Rosario dejó a su hija con su madre e intentó escapar por Alicante con su padre, donde fueron capturados con otros 15.000 republicanos que esperaban exiliarse a bordo de barcos de la Sociedad de Naciones que nunca llegaron a puerto. Fueron conducidos al campo de los Almendros, donde fusilaron a Andrés. Rosario fue liberada y trasladada semanas después a Madrid, donde fue detenida de nuevo por vecinos falangistas de su pueblo, que la encarcelaron en la prisión de Villarejo y después en la de Getafe mientras se incoaba el procedimiento sumarísimo de urgencia 34.378. La petición fiscal de muerte fue conmutada por 30 años de reclusión por un delito de adhesión a la rebelión. Ella, que había defendido la legalidad republicana, era acusada de haberse levantado contra quienes la violentaron.

▶ [MATERIAL MOSTRADO]

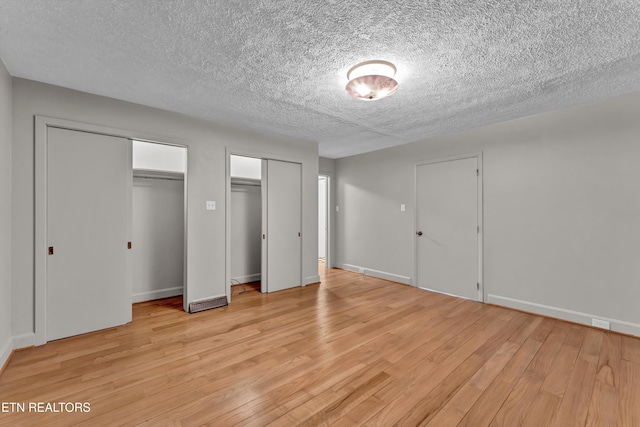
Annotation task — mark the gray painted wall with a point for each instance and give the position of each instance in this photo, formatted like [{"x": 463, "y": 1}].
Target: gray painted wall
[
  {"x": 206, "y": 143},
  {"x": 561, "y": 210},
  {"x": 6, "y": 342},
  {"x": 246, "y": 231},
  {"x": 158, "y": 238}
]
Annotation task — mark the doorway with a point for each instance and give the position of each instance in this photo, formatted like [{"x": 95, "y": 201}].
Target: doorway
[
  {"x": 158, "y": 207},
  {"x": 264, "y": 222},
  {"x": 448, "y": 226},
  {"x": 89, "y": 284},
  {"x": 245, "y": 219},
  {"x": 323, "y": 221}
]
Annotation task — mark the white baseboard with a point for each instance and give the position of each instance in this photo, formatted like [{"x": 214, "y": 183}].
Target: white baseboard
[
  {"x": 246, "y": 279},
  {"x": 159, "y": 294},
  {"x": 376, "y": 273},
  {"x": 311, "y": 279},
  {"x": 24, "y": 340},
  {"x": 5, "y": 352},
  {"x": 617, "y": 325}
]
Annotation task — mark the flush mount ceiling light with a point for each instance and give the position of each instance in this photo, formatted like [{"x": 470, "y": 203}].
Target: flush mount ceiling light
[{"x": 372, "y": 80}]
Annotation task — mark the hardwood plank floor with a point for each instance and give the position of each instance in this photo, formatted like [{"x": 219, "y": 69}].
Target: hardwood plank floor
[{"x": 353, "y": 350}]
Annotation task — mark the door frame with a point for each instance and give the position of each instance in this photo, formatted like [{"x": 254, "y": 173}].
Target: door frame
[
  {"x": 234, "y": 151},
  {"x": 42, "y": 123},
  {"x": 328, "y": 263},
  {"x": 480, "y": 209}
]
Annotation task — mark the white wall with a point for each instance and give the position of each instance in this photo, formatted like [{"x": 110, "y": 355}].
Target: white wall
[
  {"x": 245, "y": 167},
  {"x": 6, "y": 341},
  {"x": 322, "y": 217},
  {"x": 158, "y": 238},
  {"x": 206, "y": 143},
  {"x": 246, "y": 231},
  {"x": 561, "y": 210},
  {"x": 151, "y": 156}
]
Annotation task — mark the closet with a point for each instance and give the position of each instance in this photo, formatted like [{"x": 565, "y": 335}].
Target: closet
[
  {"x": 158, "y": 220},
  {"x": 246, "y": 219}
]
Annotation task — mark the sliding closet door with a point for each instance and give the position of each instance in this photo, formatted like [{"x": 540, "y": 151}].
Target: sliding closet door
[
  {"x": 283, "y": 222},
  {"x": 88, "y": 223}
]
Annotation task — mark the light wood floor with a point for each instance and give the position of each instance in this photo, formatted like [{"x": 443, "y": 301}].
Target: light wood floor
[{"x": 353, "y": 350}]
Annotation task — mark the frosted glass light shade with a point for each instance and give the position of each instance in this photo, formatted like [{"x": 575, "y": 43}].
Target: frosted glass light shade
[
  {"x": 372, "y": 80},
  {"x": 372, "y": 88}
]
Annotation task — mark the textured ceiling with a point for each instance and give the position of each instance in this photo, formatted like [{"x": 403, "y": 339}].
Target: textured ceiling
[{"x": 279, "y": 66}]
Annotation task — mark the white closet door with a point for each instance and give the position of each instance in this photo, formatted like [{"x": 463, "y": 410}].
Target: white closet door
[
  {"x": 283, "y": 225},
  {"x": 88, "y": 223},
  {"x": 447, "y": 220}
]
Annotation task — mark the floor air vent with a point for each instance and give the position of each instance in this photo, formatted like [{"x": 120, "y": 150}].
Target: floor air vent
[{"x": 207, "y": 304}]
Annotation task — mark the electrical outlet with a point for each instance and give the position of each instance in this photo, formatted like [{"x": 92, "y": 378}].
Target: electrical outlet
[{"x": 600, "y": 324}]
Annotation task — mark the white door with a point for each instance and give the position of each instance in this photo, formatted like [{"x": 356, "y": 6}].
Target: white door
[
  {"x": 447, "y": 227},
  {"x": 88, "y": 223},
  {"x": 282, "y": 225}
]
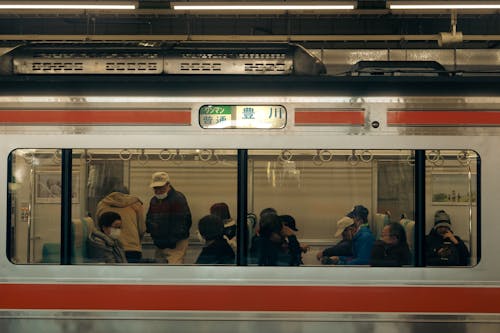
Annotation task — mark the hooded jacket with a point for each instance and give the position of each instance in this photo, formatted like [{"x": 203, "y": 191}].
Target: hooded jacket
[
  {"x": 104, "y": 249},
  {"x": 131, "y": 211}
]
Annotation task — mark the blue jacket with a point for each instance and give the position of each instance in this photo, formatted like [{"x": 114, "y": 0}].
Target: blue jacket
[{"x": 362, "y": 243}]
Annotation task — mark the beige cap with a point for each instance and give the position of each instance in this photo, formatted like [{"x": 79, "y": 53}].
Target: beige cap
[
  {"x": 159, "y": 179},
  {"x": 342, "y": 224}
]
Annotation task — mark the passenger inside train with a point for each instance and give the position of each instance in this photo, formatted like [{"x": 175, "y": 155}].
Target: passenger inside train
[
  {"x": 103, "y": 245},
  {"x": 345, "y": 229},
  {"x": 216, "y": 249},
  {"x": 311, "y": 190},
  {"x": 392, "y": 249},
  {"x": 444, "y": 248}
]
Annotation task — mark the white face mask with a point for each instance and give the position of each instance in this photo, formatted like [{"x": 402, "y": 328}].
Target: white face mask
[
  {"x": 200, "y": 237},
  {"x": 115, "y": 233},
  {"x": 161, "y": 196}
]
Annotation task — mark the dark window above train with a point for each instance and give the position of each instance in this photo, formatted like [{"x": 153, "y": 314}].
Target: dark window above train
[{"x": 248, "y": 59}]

==

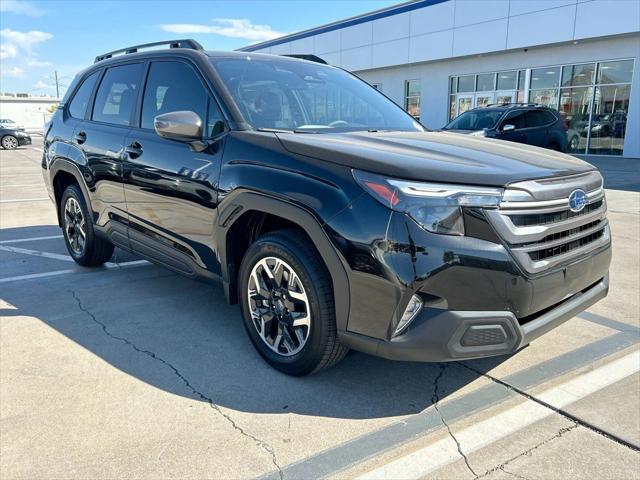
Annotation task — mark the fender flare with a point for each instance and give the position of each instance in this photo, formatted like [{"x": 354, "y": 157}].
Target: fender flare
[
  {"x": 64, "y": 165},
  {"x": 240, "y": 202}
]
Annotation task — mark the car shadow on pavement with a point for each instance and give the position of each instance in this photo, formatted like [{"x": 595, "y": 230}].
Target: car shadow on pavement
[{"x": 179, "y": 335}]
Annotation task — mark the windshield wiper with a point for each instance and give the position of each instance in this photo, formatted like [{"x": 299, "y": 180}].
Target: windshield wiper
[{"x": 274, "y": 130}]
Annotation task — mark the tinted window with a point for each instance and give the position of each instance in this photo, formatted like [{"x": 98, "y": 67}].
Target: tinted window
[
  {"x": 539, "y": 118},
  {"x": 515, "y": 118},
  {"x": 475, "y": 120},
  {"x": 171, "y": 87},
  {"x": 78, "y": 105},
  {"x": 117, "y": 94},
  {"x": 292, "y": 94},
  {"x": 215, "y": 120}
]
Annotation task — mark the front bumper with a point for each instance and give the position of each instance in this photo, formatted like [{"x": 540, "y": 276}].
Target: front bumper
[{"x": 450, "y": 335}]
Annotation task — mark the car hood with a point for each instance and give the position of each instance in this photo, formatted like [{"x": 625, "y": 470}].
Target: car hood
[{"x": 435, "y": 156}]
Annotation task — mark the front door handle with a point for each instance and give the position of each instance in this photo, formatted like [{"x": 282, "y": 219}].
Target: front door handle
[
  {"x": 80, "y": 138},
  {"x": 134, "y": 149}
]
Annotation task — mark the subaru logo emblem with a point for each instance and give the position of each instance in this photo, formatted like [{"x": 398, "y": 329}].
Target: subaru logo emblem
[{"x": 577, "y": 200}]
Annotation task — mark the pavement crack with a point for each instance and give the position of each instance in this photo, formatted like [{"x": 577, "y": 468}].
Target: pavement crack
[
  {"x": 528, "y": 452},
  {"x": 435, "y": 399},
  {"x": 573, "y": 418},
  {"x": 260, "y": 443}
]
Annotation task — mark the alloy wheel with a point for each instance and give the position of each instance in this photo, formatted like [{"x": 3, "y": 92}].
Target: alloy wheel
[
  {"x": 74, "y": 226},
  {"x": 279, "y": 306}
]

---

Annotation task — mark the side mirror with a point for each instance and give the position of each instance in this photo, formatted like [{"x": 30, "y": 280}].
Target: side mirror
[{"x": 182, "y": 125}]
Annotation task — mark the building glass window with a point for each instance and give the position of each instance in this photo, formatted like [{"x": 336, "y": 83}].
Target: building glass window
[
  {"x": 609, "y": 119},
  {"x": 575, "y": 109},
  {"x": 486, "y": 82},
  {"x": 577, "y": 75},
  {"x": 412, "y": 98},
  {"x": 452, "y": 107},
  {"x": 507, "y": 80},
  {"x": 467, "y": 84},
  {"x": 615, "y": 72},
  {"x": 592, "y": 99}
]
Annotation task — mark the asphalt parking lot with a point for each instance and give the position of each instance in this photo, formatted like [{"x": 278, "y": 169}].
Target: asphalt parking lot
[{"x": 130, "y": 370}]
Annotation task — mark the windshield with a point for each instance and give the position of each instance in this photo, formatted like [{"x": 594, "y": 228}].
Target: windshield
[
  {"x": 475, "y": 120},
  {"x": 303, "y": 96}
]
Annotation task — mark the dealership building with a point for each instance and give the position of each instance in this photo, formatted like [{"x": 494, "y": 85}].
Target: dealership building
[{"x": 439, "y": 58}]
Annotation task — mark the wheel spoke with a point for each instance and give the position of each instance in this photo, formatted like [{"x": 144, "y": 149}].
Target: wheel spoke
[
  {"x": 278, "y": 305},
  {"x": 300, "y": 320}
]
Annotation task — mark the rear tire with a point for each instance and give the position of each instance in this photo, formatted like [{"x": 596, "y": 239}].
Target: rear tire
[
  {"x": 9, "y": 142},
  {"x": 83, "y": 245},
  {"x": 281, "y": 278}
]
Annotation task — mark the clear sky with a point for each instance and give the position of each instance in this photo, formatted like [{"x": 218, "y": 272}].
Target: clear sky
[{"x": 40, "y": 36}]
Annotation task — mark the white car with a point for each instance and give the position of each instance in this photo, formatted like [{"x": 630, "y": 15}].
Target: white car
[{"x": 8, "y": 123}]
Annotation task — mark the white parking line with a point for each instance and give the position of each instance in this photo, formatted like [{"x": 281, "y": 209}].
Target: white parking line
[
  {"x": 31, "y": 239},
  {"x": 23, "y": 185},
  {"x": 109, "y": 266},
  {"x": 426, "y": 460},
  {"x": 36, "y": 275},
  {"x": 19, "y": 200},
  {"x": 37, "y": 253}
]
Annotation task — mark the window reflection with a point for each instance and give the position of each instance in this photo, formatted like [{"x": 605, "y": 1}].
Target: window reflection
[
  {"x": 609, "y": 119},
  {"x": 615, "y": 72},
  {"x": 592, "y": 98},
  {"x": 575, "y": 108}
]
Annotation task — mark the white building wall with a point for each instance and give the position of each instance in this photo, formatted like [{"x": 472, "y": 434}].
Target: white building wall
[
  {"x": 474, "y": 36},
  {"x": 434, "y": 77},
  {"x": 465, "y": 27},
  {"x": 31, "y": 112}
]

▶ [ACCIONES REQUERIDAS]
A – Según el fragmento, ¿por qué pena se conmutó la petición fiscal de muerte?
B – Edita el fragmento: escribe de nuevo el pasaje desde "Rosario dejó a" hasta "quienes la violentaron.", con "semanas" sustituido por "días".
C – Indica si cada afirmación concuerda con el fragmento y cita las palabras que lo deciden:
(i) Rosario dejó a su hija con su padre.
(ii) En el campo de los Almendros fusilaron a Andrés.
(iii) Fueron capturados en Alicante junto con otros 15.000 republicanos.

▶ [RESPUESTAS ESCRITAS]
A – Por 30 años de reclusión por un delito de adhesión a la rebelión.

B –
Rosario dejó a su hija con su madre e intentó escapar por Alicante con su padre, donde fueron capturados con otros 15.000 republicanos que esperaban exiliarse a bordo de barcos de la Sociedad de Naciones que nunca llegaron a puerto. Fueron conducidos al campo de los Almendros, donde fusilaron a Andrés. Rosario fue liberada y trasladada días después a Madrid, donde fue detenida de nuevo por vecinos falangistas de su pueblo, que la encarcelaron en la prisión de Villarejo y después en la de Getafe mientras se incoaba el procedimiento sumarísimo de urgencia 34.378. La petición fiscal de muerte fue conmutada por 30 años de reclusión por un delito de adhesión a la rebelión. Ella, que había defendido la legalidad republicana, era acusada de haberse levantado contra quienes la violentaron.

C –
(i) No: "Rosario dejó a su hija con su madre".
(ii) Sí: "Fueron conducidos al campo de los Almendros, donde fusilaron a Andrés".
(iii) Sí: "fueron capturados con otros 15.000 republicanos".